*INSTRUCTIONS TO FOLLOW*
Reproduce each line of the records below without changing a single character.

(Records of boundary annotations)
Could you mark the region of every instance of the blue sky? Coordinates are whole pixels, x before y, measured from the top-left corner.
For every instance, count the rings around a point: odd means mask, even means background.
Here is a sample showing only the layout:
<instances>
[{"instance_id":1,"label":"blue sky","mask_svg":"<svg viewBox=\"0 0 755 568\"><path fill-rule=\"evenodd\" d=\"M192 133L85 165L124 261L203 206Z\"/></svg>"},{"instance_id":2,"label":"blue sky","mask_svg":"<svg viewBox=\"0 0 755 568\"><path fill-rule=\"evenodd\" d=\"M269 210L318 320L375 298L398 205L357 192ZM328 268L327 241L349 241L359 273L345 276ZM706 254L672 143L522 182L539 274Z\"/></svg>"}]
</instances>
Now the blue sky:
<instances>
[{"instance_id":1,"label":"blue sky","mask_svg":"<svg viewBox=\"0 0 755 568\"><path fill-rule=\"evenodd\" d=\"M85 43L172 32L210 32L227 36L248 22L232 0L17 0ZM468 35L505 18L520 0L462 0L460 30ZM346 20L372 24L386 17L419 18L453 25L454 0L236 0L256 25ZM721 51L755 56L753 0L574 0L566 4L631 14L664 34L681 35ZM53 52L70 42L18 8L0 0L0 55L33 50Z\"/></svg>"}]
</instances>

*RESPONSE TO THE TASK*
Could you mark the region of every instance of the blue sky? Coordinates are whole pixels, x before y, measured from the top-left corner.
For every instance, count the rings around a point: odd means mask, even means background.
Here is a sample showing only the layout:
<instances>
[{"instance_id":1,"label":"blue sky","mask_svg":"<svg viewBox=\"0 0 755 568\"><path fill-rule=\"evenodd\" d=\"M192 133L85 165L124 261L203 206Z\"/></svg>"},{"instance_id":2,"label":"blue sky","mask_svg":"<svg viewBox=\"0 0 755 568\"><path fill-rule=\"evenodd\" d=\"M269 210L318 320L375 298L398 205L357 192ZM328 268L327 241L349 241L359 273L345 276ZM706 254L672 143L522 182L539 274Z\"/></svg>"}]
</instances>
Now the blue sky:
<instances>
[{"instance_id":1,"label":"blue sky","mask_svg":"<svg viewBox=\"0 0 755 568\"><path fill-rule=\"evenodd\" d=\"M85 43L172 32L210 32L227 36L248 22L232 0L17 0ZM468 35L505 18L520 0L462 0L460 30ZM346 20L372 24L386 17L419 18L453 25L454 0L236 0L256 25ZM721 51L755 56L753 0L574 0L566 4L631 14L664 34L681 35ZM53 52L70 42L18 8L0 0L0 55L33 50Z\"/></svg>"}]
</instances>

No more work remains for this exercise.